# [AUFGABEN]
a – Gib aus dem Lesetext den Abschnitt wortgetreu wieder, der mit „Sie können die“ anfängt und bis einschließlich „zufällig eine besitzen.“ reicht.
b – Stimmen die folgenden Aussagen mit dem Lesetext überein? Antworte jeweils mit Ja oder Nein und zitiere die entscheidenden Worte wörtlich.
(i) Die Phonstärke bestimmt den Wert eines guten Liedes.
(ii) Das Lied ist eine Kunstform, die sich letztlich aus dem Schrei entwickelt hat.
(iii) Strophen und Verse leben von ihrem Gehalt und ihrer inneren Spannung.

# [LESETEXT]

++++

Das Lied, das eine Geschichte erzählt, ist laut wie ein Schrei. 
Das heißt, es ist eine letztlich aus dem Schrei entwickelte Kunstform. Egal ob ich es allein oder mit Abi singe, egal ob es Rhythmus oder Raffinesse begleiten, egal ob es verhalten oder gar schüchtern klingt.
Das gute Lied ist wie ein gutes Gedicht: Nicht die Phonstärke und nicht die markigen Worte machen seinen Wert aus. Strophen und Verse leben von ihrem Gehalt und von ihrer inneren Spannung.
Sie können die Probe aufs Exempel selber machen. Vielleicht legen Sie eine von Abi und mir besungene und bespielte Platte auf, falls Sie oder jemand in Ihrem Bekanntenkreis zufällig eine besitzen.

++++

# [ROHDATEN]
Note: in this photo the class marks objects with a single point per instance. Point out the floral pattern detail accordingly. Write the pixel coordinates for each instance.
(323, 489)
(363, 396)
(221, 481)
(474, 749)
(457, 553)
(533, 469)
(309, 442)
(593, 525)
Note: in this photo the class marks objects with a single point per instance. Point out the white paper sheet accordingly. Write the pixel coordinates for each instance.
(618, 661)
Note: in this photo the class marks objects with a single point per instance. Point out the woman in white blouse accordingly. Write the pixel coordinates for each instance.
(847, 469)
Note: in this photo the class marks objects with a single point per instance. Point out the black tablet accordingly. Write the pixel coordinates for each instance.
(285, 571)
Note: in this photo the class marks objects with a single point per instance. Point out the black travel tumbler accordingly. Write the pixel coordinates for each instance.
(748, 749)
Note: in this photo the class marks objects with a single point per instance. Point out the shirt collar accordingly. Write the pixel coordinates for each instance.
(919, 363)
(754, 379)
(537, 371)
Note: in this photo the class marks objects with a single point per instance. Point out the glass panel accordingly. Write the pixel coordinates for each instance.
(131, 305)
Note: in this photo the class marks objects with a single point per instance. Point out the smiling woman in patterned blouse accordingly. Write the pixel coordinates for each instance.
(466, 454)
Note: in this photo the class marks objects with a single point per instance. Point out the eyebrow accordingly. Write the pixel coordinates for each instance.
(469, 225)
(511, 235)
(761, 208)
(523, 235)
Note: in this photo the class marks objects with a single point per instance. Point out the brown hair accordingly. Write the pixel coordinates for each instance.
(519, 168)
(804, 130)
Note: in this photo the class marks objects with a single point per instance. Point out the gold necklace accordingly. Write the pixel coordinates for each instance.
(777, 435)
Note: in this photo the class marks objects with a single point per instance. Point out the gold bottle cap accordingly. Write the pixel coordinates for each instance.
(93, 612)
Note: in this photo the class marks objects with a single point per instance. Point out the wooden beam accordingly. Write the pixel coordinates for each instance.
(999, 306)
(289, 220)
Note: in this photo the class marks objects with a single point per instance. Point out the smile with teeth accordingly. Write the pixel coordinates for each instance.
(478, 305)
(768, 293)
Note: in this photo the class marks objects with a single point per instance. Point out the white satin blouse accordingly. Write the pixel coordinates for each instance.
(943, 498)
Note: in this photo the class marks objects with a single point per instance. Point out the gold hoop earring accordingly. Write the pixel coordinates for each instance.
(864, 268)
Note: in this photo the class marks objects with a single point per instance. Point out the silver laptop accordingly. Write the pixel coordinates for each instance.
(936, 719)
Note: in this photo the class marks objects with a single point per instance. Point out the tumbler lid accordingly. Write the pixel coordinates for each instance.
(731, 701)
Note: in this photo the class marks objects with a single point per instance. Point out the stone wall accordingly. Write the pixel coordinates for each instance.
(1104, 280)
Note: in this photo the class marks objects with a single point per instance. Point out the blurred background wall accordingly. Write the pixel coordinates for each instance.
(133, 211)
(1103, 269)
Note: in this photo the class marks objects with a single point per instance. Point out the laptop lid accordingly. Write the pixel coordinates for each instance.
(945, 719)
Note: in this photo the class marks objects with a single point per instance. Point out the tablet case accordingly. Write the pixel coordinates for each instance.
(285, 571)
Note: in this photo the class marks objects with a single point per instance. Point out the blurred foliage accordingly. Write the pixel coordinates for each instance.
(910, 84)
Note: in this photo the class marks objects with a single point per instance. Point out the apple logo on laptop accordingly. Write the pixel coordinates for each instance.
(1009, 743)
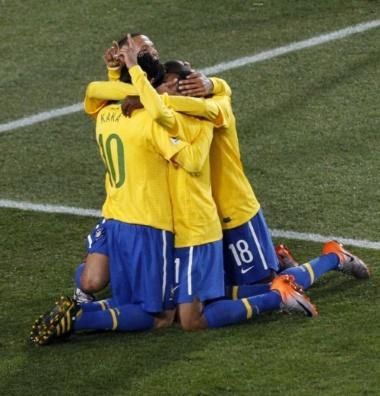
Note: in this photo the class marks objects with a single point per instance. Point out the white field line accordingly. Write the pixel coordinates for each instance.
(262, 56)
(96, 213)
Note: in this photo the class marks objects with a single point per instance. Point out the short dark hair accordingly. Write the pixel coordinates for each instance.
(124, 40)
(177, 67)
(152, 67)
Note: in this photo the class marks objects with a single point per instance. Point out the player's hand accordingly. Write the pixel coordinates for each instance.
(195, 84)
(130, 104)
(128, 53)
(111, 56)
(170, 87)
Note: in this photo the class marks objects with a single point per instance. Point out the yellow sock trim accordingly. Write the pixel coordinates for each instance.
(68, 321)
(235, 290)
(310, 271)
(247, 307)
(114, 319)
(63, 327)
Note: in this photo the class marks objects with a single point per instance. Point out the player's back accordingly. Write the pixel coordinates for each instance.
(232, 191)
(137, 172)
(196, 219)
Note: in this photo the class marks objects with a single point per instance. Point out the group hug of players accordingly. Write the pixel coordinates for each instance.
(183, 235)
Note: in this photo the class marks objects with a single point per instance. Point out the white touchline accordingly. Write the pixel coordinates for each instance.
(59, 209)
(246, 60)
(262, 56)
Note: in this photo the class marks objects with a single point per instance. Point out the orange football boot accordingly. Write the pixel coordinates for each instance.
(293, 297)
(348, 263)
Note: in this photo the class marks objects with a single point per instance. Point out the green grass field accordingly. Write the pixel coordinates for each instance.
(309, 131)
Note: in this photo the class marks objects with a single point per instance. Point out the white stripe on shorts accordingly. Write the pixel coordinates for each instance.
(258, 245)
(165, 264)
(89, 241)
(189, 287)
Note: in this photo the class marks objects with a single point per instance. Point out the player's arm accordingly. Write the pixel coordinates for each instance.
(112, 62)
(193, 157)
(98, 93)
(220, 87)
(151, 100)
(211, 108)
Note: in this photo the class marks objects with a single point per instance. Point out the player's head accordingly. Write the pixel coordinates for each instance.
(176, 69)
(147, 59)
(143, 44)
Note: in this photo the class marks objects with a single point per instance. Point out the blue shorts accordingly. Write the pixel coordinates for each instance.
(96, 241)
(248, 251)
(141, 265)
(198, 273)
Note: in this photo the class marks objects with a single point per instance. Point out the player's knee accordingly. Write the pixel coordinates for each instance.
(164, 320)
(192, 324)
(92, 282)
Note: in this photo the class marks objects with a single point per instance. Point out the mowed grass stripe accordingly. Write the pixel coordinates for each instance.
(311, 237)
(262, 56)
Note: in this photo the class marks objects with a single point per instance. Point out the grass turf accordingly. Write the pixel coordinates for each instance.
(308, 125)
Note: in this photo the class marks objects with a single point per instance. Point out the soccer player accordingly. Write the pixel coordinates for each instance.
(249, 255)
(138, 227)
(199, 269)
(93, 275)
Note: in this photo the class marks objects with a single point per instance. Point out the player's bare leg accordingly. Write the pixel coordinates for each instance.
(191, 316)
(164, 319)
(95, 276)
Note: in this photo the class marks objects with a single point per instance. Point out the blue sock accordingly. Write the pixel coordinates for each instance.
(306, 274)
(100, 305)
(78, 274)
(227, 312)
(236, 292)
(128, 317)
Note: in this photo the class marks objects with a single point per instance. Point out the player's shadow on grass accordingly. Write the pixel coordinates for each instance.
(115, 362)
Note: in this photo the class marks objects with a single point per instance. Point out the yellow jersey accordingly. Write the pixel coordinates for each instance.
(136, 152)
(232, 192)
(195, 215)
(196, 218)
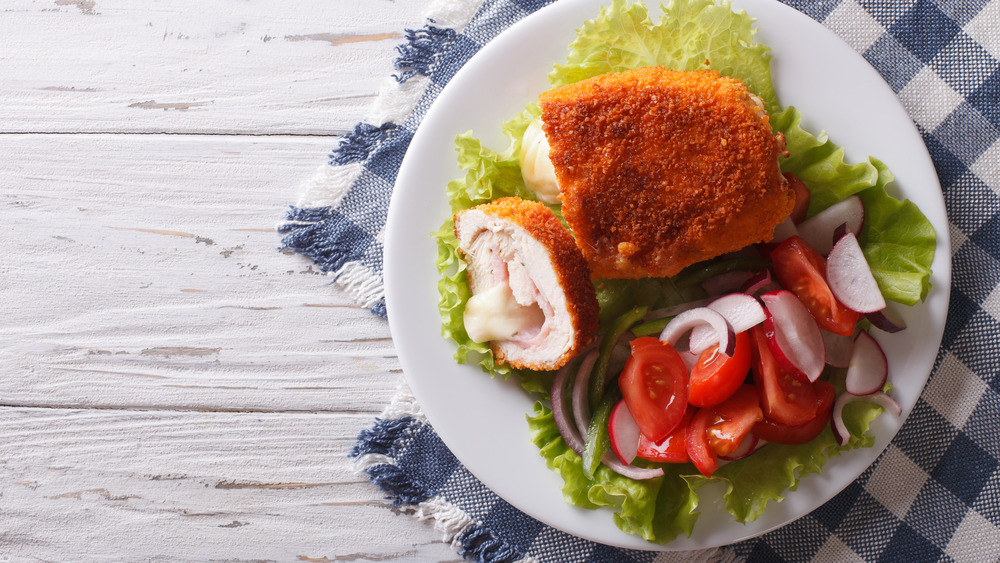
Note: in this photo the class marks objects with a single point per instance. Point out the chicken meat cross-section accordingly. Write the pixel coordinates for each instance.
(532, 298)
(659, 169)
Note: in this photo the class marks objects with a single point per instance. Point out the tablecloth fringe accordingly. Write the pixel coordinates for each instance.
(373, 455)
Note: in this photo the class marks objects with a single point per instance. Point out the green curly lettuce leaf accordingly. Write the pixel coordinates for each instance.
(897, 239)
(489, 175)
(898, 242)
(689, 35)
(660, 509)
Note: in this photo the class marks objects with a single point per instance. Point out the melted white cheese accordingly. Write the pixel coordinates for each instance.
(536, 167)
(495, 315)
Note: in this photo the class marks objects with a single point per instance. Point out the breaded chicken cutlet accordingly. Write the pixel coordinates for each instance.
(659, 169)
(532, 298)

++++

# [LÖSUNGEN]
a –
Sie können die Probe aufs Exempel selber machen. Vielleicht legen Sie eine von Abi und mir besungene und bespielte Platte auf, falls Sie oder jemand in Ihrem Bekanntenkreis zufällig eine besitzen.

b –
(i) Nein: „Nicht die Phonstärke und nicht die markigen Worte machen seinen Wert aus.“
(ii) Ja: „Das heißt, es ist eine letztlich aus dem Schrei entwickelte Kunstform.“
(iii) Ja: „Strophen und Verse leben von ihrem Gehalt und von ihrer inneren Spannung.“